◆ Stated exercise:
Rewrite the lines of the listing below as a JSON list of strings, one string per line and no blank lines, starting with the line that contains "Target: white baseboard" and going on through the line that contains "column 26, row 337".

◆ Exercise data:
----

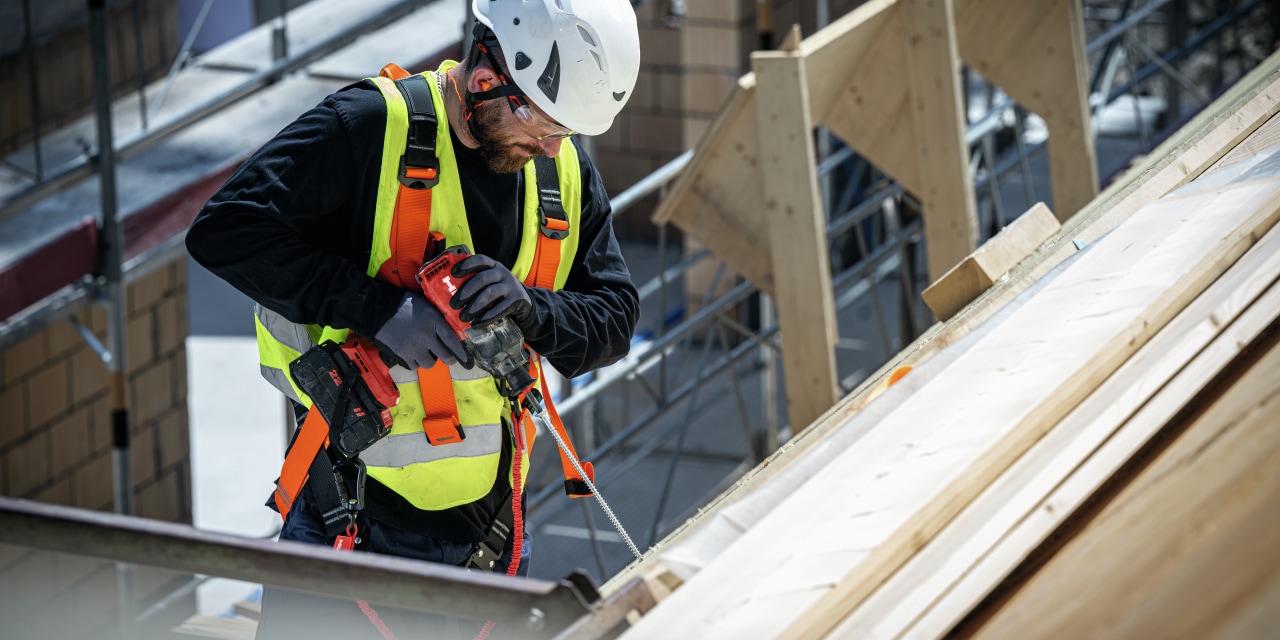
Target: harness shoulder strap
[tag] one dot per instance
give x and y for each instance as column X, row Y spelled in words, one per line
column 553, row 225
column 419, row 172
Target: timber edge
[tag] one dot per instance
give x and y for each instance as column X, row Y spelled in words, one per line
column 1180, row 159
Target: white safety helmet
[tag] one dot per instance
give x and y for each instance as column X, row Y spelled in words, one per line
column 576, row 60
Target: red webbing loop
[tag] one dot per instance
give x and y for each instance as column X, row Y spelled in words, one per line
column 297, row 464
column 393, row 72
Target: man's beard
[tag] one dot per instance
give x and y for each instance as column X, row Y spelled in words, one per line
column 502, row 158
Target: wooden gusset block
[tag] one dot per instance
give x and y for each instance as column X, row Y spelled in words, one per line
column 991, row 261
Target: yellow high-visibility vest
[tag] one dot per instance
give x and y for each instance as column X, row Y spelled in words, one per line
column 432, row 476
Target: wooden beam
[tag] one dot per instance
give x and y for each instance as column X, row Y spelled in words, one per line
column 1036, row 53
column 863, row 515
column 717, row 199
column 1018, row 512
column 1185, row 155
column 991, row 261
column 941, row 152
column 871, row 112
column 1178, row 551
column 798, row 240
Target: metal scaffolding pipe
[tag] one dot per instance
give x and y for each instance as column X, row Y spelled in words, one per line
column 83, row 168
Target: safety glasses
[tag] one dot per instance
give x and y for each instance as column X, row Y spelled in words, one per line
column 533, row 122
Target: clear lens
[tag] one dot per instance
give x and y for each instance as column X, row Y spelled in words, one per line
column 538, row 127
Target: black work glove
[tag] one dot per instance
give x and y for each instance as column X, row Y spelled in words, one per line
column 417, row 334
column 490, row 293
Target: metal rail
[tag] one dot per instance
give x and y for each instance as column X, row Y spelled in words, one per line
column 536, row 608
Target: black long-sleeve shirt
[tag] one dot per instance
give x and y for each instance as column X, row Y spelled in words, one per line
column 293, row 231
column 293, row 228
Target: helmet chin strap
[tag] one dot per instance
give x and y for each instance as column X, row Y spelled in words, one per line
column 481, row 40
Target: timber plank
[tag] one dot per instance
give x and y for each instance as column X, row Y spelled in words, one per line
column 1183, row 544
column 941, row 151
column 220, row 629
column 801, row 269
column 903, row 480
column 1182, row 158
column 974, row 542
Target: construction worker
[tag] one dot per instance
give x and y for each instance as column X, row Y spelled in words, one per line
column 310, row 228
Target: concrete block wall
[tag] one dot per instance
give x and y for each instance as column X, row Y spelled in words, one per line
column 55, row 435
column 55, row 447
column 64, row 68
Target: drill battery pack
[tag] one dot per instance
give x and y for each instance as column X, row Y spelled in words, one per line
column 352, row 389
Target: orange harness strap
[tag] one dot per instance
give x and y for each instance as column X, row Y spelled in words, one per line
column 553, row 225
column 440, row 406
column 311, row 438
column 574, row 484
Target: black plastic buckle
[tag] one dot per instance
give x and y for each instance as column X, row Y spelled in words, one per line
column 420, row 183
column 576, row 488
column 549, row 201
column 487, row 554
column 351, row 475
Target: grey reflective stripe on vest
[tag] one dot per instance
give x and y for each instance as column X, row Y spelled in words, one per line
column 279, row 379
column 401, row 375
column 461, row 373
column 289, row 334
column 405, row 449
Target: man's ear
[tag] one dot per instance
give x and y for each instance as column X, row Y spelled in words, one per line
column 483, row 78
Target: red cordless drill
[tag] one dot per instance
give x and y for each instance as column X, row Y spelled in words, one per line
column 497, row 347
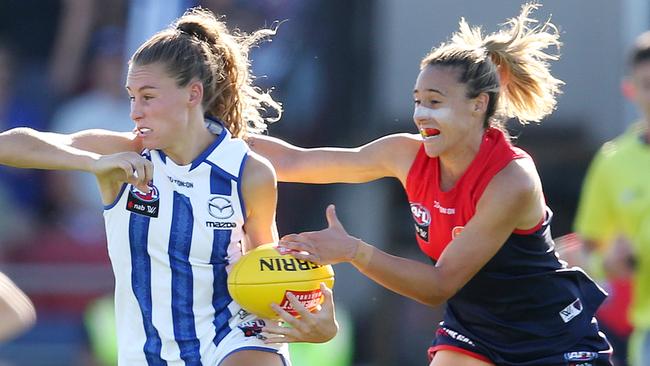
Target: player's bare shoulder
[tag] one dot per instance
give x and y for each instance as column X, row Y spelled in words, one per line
column 258, row 174
column 399, row 151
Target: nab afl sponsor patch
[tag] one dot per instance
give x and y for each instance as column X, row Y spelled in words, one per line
column 143, row 203
column 580, row 357
column 422, row 219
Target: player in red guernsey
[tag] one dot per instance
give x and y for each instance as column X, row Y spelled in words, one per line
column 477, row 203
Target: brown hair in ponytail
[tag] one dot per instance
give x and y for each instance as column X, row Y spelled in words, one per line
column 511, row 66
column 198, row 46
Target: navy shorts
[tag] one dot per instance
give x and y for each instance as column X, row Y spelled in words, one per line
column 590, row 351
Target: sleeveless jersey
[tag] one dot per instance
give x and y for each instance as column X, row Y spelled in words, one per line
column 524, row 300
column 171, row 251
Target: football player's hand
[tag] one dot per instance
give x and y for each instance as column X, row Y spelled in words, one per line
column 328, row 246
column 317, row 327
column 126, row 167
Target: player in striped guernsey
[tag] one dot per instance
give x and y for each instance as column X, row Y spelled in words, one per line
column 26, row 148
column 172, row 242
column 210, row 200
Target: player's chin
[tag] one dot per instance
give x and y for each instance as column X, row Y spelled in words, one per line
column 433, row 148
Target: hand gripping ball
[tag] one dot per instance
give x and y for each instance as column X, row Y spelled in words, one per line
column 265, row 275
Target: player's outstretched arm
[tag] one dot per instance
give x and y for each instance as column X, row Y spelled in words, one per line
column 28, row 148
column 17, row 312
column 389, row 156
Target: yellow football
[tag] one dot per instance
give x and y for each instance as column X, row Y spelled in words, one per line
column 265, row 275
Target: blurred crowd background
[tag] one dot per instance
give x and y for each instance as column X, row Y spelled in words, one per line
column 344, row 71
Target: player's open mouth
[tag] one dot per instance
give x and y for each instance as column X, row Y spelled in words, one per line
column 143, row 130
column 428, row 133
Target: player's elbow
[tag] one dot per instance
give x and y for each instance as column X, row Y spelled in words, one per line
column 437, row 296
column 439, row 292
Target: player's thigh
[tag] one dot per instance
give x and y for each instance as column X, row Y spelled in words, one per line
column 451, row 358
column 253, row 357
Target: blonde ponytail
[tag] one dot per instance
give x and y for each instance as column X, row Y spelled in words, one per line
column 511, row 66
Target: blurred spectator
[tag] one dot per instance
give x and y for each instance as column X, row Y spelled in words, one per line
column 104, row 105
column 20, row 190
column 614, row 215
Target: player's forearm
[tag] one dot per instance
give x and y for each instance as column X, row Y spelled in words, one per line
column 315, row 165
column 17, row 312
column 416, row 280
column 28, row 148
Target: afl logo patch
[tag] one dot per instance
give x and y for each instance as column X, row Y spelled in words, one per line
column 146, row 197
column 422, row 219
column 143, row 203
column 220, row 208
column 456, row 231
column 421, row 215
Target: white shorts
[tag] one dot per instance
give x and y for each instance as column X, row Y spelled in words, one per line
column 244, row 334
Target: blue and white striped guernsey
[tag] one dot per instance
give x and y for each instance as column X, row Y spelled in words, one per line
column 171, row 251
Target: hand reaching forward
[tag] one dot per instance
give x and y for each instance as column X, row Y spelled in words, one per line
column 129, row 167
column 327, row 246
column 317, row 327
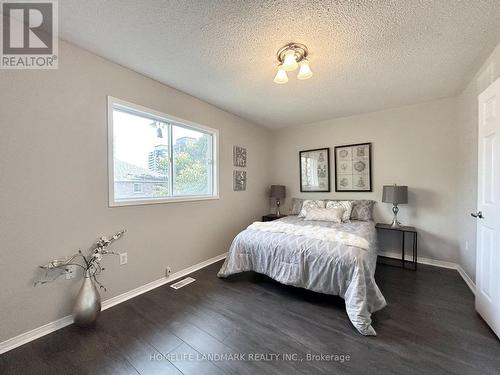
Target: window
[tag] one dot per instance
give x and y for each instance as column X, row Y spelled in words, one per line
column 138, row 188
column 157, row 158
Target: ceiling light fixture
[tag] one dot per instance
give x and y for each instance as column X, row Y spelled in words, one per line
column 291, row 57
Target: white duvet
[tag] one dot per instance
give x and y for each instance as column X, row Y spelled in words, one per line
column 336, row 259
column 312, row 231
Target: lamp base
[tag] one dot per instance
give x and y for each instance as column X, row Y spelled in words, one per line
column 395, row 223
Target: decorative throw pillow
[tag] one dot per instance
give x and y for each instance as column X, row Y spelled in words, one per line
column 346, row 205
column 362, row 210
column 308, row 204
column 325, row 214
column 296, row 206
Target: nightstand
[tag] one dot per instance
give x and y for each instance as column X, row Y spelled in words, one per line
column 404, row 230
column 271, row 217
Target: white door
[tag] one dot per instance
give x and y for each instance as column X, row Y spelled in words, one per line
column 488, row 204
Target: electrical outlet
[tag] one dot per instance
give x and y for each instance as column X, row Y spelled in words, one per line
column 123, row 258
column 70, row 272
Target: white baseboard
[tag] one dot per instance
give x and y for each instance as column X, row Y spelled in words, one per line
column 436, row 263
column 26, row 337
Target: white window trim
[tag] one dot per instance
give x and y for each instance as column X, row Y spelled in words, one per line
column 141, row 187
column 112, row 102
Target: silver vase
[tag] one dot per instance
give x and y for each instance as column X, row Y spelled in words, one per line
column 88, row 303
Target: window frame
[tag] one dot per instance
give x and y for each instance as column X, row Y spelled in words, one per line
column 112, row 103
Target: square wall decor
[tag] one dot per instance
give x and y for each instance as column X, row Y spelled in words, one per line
column 353, row 170
column 315, row 170
column 239, row 156
column 239, row 180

----

◆ The solution:
[
  "Target: white baseboard",
  "[tag] one dot per instance",
  "give x and y for each instance as column X, row Y spelled in words, one per line",
  "column 436, row 263",
  "column 26, row 337"
]